[Document passage]
§ §

I do know however that I'd keep track of the number of kills/challenges going on. There would be a prize for the zombie with the most successful challenges (humans turned), a prize for the human who survived the most zombie challenges, and a prize for the last human standing. (Just because one human survived the most encounters doesn't mean they survive all the way to the end - hiding and dodging challenges might be a good strategy.)


----------



## matrixmom (Oct 29, 2010)

Its sounds like a really fun game. I would just have a human (last one standing winner) and last standing zombie winner. It sounds like you are going to keep track of all this and not enjoy yourself. Now, there might be some players that wont play. So they might win because they never played. Just thought.

idea #2
Maybe 2 players (with lower level cards) are allowed to play against a higher level zombie. Levels out the playing field if the zombie card keeps going to a higher and higher level.

Idea #3
How about having a vaccine card? Either helps humans survive without being attacked, or converts a zombie back to human if he tries to attack a human and the human has a vaccine card.

These are just more ideas to drive you to crazy town. But I would love to hear more on your game...I might modify it to my party this year. My friends are a bunch of simpletons! lol  Cant make too complicated.


----------



## Strive To Resist (Sep 12, 2009)

So it's been quite a while since I've updated this thread. A lot of things in my life went haywire and, long story short, I can't afford to host an event. At the least I can't afford to host an event at a caliber that it deserves. Therefore, I've decided to revise my plans to throw this party for next year in 2014. I figured it's better that way anyhow, because I get a whole year to find great props, I get to shop the after-Halloween sales, brainstorm some more. Plus, next year's Halloween falls on a Friday, so I can actually throw the party on Halloween. I've convinced myself that it will be better this way.  


In order to keep this post a little more on track, though, here is an idea I've been playing with:

I saw that Bathroom thread floating around a few months ago and have been thinking about how to decorate a bathroom for a Zombie Apocalypse theme. I started playing with the idea of turning it into a sort of bunker, like a survivor's safe house. I figured I would pick up some MRE's to leave on the counter, maybe with one open, prepared and half-eaten. Open, sparse and disheveled first aid kit on the floor. Bloody gauze in the trashcan. Some shotgun shells on the floor by the sink and ammo boxes stacked up in the corner. I could put a sleeping bag and lumpy pillow in the bathtub with the curtain half-drawn, and paint tally marks on the tile or something.

What do you think?


----------

§ §

[Excerpted data]
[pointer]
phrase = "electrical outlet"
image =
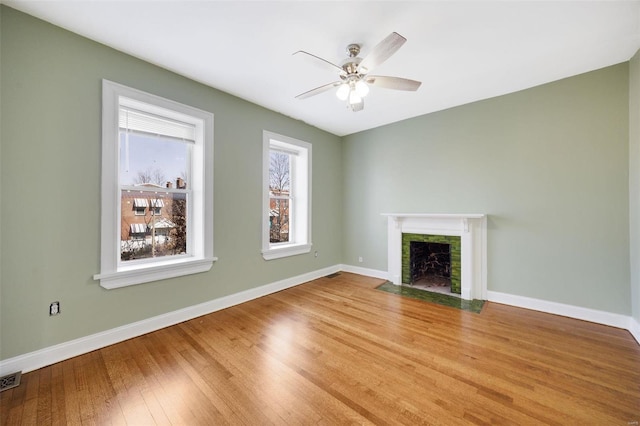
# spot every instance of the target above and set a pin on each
(54, 308)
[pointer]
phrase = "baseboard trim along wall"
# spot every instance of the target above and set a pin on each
(53, 354)
(365, 271)
(47, 356)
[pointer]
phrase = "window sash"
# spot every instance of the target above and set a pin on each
(134, 120)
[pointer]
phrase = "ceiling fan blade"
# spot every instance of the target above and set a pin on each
(331, 64)
(394, 83)
(381, 52)
(318, 90)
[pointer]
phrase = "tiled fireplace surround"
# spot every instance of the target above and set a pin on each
(472, 230)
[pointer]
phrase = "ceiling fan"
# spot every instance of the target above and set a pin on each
(355, 80)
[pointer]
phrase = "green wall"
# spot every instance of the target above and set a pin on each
(549, 165)
(634, 182)
(50, 177)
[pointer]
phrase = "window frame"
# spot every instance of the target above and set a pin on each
(113, 273)
(299, 196)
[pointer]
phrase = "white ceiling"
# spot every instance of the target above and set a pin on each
(462, 51)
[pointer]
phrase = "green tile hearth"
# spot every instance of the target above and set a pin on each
(438, 298)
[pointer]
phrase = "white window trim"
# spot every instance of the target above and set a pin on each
(113, 273)
(300, 234)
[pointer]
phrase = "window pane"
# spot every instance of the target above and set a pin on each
(279, 176)
(152, 160)
(278, 220)
(160, 231)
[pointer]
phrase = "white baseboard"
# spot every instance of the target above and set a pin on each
(634, 329)
(50, 355)
(586, 314)
(365, 271)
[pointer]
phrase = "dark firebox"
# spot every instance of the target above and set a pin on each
(429, 260)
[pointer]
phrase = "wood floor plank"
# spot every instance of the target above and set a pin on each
(337, 351)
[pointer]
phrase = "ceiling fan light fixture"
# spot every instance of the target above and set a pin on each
(343, 92)
(354, 98)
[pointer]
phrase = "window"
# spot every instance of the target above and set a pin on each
(287, 196)
(157, 193)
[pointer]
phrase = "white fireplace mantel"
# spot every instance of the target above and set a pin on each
(472, 230)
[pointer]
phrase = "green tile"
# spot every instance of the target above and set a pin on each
(474, 306)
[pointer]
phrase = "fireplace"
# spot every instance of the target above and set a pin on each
(466, 236)
(430, 262)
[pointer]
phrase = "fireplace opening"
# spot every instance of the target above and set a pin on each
(430, 265)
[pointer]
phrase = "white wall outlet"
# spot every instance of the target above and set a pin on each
(54, 308)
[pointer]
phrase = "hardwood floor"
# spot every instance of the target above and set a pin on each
(337, 351)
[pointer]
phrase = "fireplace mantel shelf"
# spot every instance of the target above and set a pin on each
(471, 228)
(435, 215)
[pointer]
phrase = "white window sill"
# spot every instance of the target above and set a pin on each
(153, 272)
(278, 252)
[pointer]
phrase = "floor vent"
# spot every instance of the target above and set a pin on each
(10, 381)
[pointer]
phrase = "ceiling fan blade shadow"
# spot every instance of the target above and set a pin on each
(318, 90)
(381, 52)
(331, 64)
(394, 83)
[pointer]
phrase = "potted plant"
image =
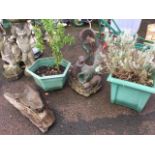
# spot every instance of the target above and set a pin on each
(131, 71)
(51, 73)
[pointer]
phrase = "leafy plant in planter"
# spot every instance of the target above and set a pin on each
(39, 38)
(131, 71)
(51, 73)
(57, 39)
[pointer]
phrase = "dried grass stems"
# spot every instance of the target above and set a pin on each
(125, 62)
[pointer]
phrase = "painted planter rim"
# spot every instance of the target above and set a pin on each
(131, 84)
(51, 76)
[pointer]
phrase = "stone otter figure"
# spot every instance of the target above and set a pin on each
(22, 33)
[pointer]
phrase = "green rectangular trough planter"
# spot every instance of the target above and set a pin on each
(53, 82)
(130, 94)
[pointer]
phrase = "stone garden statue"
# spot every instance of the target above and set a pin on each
(85, 76)
(22, 33)
(11, 56)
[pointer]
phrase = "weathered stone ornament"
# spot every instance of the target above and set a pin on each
(30, 104)
(85, 77)
(22, 33)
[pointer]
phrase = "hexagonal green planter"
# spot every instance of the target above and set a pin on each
(53, 82)
(130, 94)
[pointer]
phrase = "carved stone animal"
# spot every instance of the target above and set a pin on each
(31, 106)
(22, 33)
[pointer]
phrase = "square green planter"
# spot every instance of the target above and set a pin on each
(53, 82)
(130, 94)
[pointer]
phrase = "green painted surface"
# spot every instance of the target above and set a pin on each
(53, 82)
(129, 94)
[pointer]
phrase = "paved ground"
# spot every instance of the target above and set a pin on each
(76, 114)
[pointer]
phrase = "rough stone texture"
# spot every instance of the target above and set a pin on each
(76, 114)
(31, 106)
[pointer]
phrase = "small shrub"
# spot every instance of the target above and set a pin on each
(125, 62)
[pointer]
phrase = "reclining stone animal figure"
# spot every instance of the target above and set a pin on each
(30, 104)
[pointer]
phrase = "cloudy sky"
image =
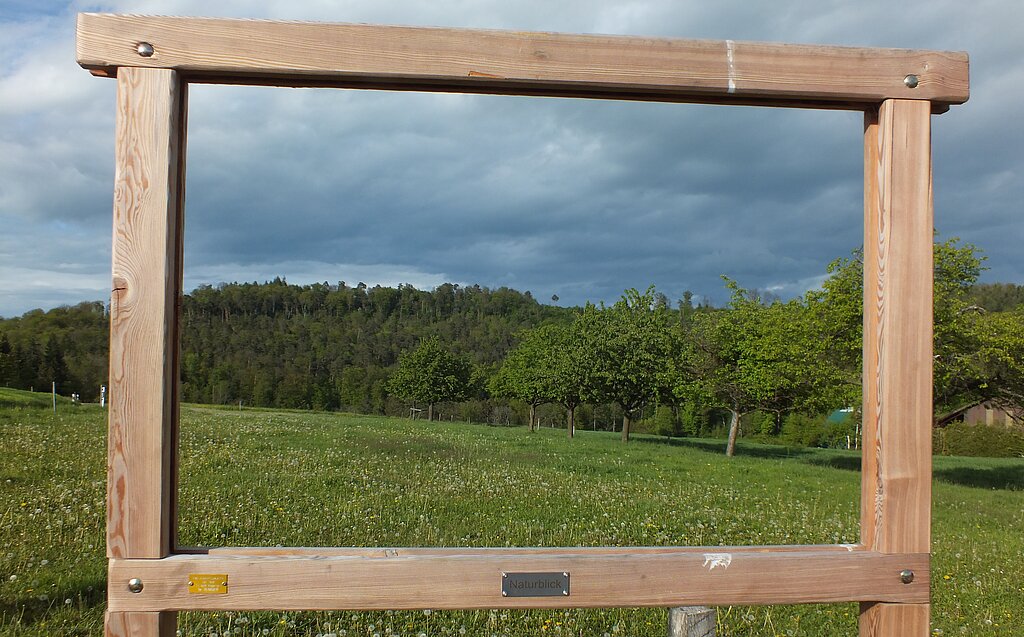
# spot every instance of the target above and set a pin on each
(582, 199)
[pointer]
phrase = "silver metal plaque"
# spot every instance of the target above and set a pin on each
(535, 584)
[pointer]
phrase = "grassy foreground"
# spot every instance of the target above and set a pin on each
(258, 477)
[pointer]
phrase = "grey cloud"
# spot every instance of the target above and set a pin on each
(581, 198)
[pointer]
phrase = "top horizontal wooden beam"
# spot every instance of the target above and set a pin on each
(309, 54)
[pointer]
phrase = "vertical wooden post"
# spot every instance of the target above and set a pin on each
(897, 406)
(144, 332)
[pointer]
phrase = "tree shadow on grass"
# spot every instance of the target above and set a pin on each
(1005, 477)
(718, 448)
(849, 463)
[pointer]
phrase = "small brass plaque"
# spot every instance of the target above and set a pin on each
(207, 584)
(535, 584)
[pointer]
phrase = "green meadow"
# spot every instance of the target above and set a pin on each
(303, 478)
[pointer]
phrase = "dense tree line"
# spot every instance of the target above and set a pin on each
(499, 354)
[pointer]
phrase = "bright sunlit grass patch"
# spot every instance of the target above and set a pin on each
(299, 478)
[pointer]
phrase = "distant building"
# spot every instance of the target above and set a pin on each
(983, 414)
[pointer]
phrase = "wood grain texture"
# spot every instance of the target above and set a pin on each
(147, 200)
(687, 577)
(506, 552)
(897, 393)
(292, 53)
(882, 620)
(140, 624)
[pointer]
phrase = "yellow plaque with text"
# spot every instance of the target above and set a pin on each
(207, 584)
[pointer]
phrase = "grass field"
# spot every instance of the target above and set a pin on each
(260, 477)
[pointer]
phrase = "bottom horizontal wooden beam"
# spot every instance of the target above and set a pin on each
(713, 576)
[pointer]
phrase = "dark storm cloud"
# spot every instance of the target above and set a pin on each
(578, 198)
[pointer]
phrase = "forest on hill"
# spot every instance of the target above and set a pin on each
(334, 346)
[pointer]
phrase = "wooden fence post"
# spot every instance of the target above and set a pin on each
(897, 402)
(144, 330)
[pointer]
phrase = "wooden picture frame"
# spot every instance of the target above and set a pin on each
(155, 59)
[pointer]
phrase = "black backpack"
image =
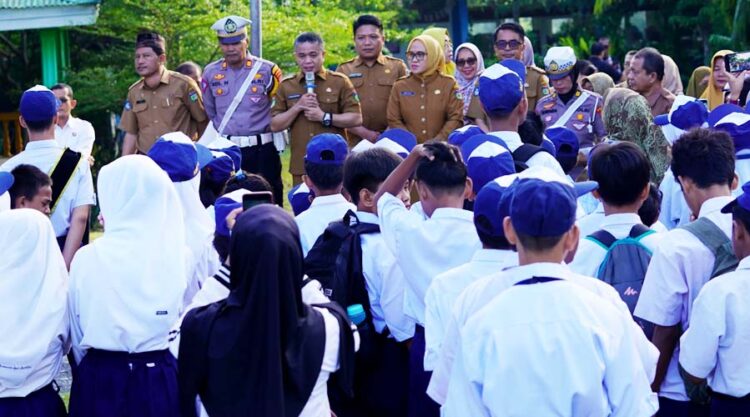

§ §

[Parts of the exercise]
1 - According to the forum thread, on what day of the week does next year's Halloween fall?
2 - Reproduce the stretch of the forum thread from "These are just" through "make too complicated.".
Work only from the forum thread.

[Solutions below]
1 - Friday.

2 -
These are just more ideas to drive you to crazy town. But I would love to hear more on your game...I might modify it to my party this year. My friends are a bunch of simpletons! lol  Cant make too complicated.